YOUR OBJECTIVE:
After finding the line with "point: one pixel per instance, each like <point>271,4</point>." in the data below, set down exactly each line through the one with "point: one pixel per instance, each like <point>201,177</point>.", inclusive, and stop there.

PROVIDED INFORMATION:
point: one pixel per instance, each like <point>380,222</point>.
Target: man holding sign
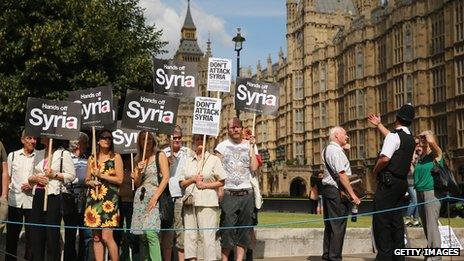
<point>239,161</point>
<point>52,168</point>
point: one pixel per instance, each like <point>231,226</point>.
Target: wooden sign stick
<point>132,169</point>
<point>203,153</point>
<point>145,146</point>
<point>49,164</point>
<point>94,153</point>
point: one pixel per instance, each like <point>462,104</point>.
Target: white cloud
<point>170,18</point>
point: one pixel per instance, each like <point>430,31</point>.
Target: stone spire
<point>188,23</point>
<point>208,47</point>
<point>269,66</point>
<point>188,50</point>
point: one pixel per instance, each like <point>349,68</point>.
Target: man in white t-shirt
<point>20,168</point>
<point>335,179</point>
<point>177,155</point>
<point>239,161</point>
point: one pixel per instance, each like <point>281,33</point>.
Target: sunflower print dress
<point>143,220</point>
<point>101,210</point>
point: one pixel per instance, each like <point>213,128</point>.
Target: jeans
<point>150,246</point>
<point>412,208</point>
<point>124,238</point>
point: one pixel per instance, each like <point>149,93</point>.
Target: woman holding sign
<point>146,219</point>
<point>50,174</point>
<point>201,176</point>
<point>104,175</point>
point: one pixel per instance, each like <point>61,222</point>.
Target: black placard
<point>256,97</point>
<point>149,111</point>
<point>54,119</point>
<point>175,79</point>
<point>125,140</point>
<point>97,106</point>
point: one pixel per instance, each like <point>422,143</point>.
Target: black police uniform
<point>388,227</point>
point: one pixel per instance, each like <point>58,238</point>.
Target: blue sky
<point>262,23</point>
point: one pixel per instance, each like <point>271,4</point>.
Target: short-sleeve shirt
<point>337,161</point>
<point>20,167</point>
<point>3,158</point>
<point>423,180</point>
<point>392,142</point>
<point>236,161</point>
<point>212,171</point>
<point>174,169</point>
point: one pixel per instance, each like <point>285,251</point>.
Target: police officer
<point>391,171</point>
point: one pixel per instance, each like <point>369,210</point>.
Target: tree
<point>48,47</point>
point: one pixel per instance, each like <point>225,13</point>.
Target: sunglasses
<point>142,194</point>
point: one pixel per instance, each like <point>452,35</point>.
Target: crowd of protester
<point>93,193</point>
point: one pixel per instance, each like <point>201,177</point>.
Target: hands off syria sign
<point>219,74</point>
<point>97,106</point>
<point>175,79</point>
<point>256,97</point>
<point>206,116</point>
<point>125,140</point>
<point>54,119</point>
<point>148,111</point>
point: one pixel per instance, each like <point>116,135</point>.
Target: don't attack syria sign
<point>53,119</point>
<point>148,111</point>
<point>175,79</point>
<point>256,97</point>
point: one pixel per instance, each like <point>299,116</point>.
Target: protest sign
<point>175,79</point>
<point>54,119</point>
<point>206,116</point>
<point>125,140</point>
<point>256,97</point>
<point>149,111</point>
<point>219,74</point>
<point>97,106</point>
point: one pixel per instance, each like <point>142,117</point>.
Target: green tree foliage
<point>48,47</point>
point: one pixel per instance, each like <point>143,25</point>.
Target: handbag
<point>166,205</point>
<point>257,193</point>
<point>443,180</point>
<point>188,200</point>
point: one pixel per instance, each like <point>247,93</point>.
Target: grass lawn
<point>298,220</point>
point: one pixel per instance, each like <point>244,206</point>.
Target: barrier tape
<point>236,227</point>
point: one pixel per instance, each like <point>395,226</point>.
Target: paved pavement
<point>353,257</point>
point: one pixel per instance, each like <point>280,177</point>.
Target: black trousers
<point>126,239</point>
<point>388,226</point>
<point>334,231</point>
<point>45,236</point>
<point>13,231</point>
<point>71,217</point>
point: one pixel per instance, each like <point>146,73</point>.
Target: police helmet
<point>406,113</point>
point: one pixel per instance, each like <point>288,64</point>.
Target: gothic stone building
<point>348,58</point>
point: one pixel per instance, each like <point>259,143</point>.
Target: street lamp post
<point>238,40</point>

RESULT OF THE TASK:
point: one pixel per instance, each like <point>271,4</point>.
Target: short-sleeve shirt
<point>337,161</point>
<point>20,167</point>
<point>3,158</point>
<point>423,180</point>
<point>392,142</point>
<point>236,161</point>
<point>212,171</point>
<point>174,169</point>
point: one pixel per instance, each like <point>285,251</point>.
Target: police officer
<point>391,171</point>
point: one pixel per instance, each like <point>369,210</point>.
Target: tree
<point>48,47</point>
point: one pixel per instance, each like <point>225,13</point>.
Target: sunglasses
<point>142,194</point>
point: one pixel per instance, each like <point>452,35</point>.
Target: crowd of protester
<point>93,193</point>
point: one pixel per instance, each like <point>201,177</point>.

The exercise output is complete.